◆ **GIVEN TEXT**
□ □ □

A word on Cesar Chavez, renaming Interstate and more....

I am as eager as anyone to see Portland create a permanent, physical presence honoring Cesar Chavez, but I confess that I am confounded by the flawed process more than I am angered by the racist taunts.

Growing up Mexican-American in California, the son and grandson of farm workers, I learned early on that many Americans do not like foreigners, that many do not like Mexicans in particular and, lastly, that most do not distinguish whether your presence is legal or not.

They don’t like you either way, and they will make that point clear.

But I’m not going to give into the racism diversion in the public argument about renaming Interstate; it comes with the territory.

I want to speak to the flawed process on several points:

First, the Cesar Chavez Committee consists of some of my own local personal heroes, so far as I know, because even at this late stage I’ve never seen a list of committee members.

Marta, Jose, Sonny, Armando –you each have inspired me for more than a decade with your giant hearts for la comunidad, and I share your passion for Cesar…but I did not become aware of your effort until after you had already locked in on Interstate.

□ □ □

◆ **INFORMATION GIVEN**
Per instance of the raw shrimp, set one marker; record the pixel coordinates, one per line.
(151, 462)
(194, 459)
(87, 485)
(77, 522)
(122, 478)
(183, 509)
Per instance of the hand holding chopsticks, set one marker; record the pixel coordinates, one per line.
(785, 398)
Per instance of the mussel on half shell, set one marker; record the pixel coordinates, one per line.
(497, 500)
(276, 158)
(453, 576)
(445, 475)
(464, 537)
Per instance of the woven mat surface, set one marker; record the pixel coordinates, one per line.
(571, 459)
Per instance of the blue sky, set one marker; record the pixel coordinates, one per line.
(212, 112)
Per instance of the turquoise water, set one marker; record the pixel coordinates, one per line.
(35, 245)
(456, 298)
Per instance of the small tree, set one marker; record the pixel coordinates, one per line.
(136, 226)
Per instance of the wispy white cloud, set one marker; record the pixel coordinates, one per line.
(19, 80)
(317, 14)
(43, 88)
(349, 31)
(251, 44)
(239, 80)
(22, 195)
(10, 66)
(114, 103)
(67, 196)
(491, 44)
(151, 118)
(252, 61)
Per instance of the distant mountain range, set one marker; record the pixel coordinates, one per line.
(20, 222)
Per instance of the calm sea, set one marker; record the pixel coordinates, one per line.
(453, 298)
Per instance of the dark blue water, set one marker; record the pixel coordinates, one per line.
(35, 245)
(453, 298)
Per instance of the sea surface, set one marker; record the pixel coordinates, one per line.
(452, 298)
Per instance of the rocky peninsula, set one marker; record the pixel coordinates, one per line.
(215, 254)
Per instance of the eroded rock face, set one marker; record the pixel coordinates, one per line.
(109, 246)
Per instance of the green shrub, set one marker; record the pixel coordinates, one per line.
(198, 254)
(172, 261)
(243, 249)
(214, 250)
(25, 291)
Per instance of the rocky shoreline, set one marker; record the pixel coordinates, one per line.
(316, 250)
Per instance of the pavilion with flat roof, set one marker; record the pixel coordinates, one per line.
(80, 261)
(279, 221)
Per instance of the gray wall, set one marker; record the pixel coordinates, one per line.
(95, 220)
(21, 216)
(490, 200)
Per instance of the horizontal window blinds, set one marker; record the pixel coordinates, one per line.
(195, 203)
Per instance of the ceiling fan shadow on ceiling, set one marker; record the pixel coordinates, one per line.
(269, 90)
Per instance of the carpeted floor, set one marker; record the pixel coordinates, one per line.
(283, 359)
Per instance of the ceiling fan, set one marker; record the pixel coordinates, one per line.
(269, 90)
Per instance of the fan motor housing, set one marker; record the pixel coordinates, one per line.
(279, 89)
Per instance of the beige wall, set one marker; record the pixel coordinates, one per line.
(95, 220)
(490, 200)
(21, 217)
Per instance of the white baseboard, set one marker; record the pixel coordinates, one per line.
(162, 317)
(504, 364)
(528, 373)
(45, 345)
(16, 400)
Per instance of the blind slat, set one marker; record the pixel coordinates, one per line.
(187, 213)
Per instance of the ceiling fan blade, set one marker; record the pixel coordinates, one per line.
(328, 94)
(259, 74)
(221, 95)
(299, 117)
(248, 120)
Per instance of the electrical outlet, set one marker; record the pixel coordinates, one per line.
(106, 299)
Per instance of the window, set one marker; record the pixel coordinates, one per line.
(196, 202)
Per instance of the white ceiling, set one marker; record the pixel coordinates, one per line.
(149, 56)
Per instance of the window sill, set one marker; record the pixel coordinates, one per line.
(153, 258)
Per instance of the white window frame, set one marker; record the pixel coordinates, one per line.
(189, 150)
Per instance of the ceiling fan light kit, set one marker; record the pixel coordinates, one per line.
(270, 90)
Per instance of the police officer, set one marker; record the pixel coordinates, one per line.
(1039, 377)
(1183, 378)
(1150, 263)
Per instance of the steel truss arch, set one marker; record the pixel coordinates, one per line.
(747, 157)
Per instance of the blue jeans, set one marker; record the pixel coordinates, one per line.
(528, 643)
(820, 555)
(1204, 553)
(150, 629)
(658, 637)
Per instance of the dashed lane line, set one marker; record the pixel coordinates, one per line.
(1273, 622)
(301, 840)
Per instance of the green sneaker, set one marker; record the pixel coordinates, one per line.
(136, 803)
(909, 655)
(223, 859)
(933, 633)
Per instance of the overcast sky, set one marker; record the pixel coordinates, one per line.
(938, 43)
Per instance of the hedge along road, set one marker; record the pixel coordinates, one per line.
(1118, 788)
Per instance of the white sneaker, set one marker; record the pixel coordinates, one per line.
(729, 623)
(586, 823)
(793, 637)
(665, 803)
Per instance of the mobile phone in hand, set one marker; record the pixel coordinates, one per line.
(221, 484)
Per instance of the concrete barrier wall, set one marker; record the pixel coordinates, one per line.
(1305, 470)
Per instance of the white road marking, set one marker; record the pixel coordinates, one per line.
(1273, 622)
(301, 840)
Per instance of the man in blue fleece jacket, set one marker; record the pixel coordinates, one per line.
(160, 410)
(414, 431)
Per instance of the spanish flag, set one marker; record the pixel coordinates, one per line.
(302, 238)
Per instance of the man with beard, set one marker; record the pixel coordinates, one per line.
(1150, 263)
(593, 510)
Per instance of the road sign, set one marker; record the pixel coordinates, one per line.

□ □ □

Decide whether each statement agrees with the piece on renaming Interstate, answering yes or no and quoting the deciding words of the text: (a) The writer is the son and grandson of farm workers. (b) The writer is more angered by the racist taunts than confounded by the process. (c) The writer has seen a list of the committee members. The items come from a different source than the text.

◆ **EXERCISE RESULT**
(a) Yes: "the son and grandson of farm workers"
(b) No: "I am confounded by the flawed process more than I am angered by the racist taunts"
(c) No: "I’ve never seen a list of committee members"